• TO DO: Where the listing below has a line with "[[256, 125], [74, 40]]", write out exactly that line and every line after it, stopping after the line with "Place a point on the street".

• SUPPLIED MATERIAL:

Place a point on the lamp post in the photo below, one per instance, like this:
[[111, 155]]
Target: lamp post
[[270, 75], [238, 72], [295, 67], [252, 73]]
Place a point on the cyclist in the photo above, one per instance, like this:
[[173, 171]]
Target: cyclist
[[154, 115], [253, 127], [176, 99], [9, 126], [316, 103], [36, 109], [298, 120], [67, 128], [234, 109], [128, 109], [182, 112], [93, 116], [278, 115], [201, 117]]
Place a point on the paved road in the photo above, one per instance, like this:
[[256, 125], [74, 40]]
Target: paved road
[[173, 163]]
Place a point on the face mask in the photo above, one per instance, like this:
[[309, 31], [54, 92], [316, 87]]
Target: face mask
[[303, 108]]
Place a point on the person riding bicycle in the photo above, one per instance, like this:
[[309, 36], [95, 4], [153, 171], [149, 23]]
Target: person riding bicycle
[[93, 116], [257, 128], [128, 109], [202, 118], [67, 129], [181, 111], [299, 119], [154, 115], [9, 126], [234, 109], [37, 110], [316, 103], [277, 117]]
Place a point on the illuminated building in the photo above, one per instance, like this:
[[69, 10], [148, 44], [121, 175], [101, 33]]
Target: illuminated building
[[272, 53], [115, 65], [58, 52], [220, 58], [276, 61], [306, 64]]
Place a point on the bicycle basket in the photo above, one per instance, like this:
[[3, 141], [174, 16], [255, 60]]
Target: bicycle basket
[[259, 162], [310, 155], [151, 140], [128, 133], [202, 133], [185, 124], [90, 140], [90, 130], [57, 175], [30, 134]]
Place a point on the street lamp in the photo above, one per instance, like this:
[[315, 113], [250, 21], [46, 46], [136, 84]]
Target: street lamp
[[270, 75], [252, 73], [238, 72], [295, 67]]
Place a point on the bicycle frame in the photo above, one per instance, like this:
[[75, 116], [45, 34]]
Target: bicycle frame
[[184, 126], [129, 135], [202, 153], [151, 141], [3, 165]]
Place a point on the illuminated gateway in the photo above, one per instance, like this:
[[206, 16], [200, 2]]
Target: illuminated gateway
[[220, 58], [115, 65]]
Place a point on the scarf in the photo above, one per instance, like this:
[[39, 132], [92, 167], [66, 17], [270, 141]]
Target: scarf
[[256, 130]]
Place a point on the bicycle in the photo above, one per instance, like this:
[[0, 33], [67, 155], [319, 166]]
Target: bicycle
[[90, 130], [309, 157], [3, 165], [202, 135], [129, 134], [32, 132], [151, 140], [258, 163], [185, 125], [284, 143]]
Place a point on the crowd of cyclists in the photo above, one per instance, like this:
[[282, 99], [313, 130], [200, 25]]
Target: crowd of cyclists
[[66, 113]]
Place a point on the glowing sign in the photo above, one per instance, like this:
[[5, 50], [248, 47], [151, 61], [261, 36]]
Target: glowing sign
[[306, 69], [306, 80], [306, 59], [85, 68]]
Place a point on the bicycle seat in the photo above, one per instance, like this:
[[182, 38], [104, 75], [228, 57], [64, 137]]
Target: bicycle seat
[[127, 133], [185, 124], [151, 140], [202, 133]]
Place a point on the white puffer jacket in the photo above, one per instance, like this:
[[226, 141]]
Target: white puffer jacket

• OUTPUT BELOW:
[[256, 125], [74, 40]]
Target: paved road
[[173, 163]]
Place a point on the face mask in the photo above, one per instance, like this:
[[309, 31], [54, 92], [316, 87]]
Target: face mask
[[303, 108]]
Place a point on the person riding bicycle in the photo above, one per instance, like this:
[[309, 36], [95, 4], [153, 171], [149, 23]]
Target: person riding bicycle
[[93, 116], [257, 128], [128, 109], [202, 118], [67, 129], [181, 111], [299, 119], [154, 115], [9, 126], [234, 109], [37, 110], [316, 103], [277, 117]]
Place a point on the illuminated building in the photo above, one per instance, like this:
[[69, 10], [148, 44], [121, 175], [101, 33]]
Target: illuminated building
[[272, 53], [115, 65], [58, 52], [220, 58], [276, 61], [306, 64]]
Place a point on the bicycle basket in the photo above, one per instance, like this:
[[3, 141], [174, 16], [255, 60]]
Target: bicycle basket
[[259, 162], [310, 155], [151, 140], [128, 133], [202, 133], [185, 124], [90, 140], [90, 130], [57, 175], [30, 134]]
Place a point on the street lamp in the photo above, one per instance, like this:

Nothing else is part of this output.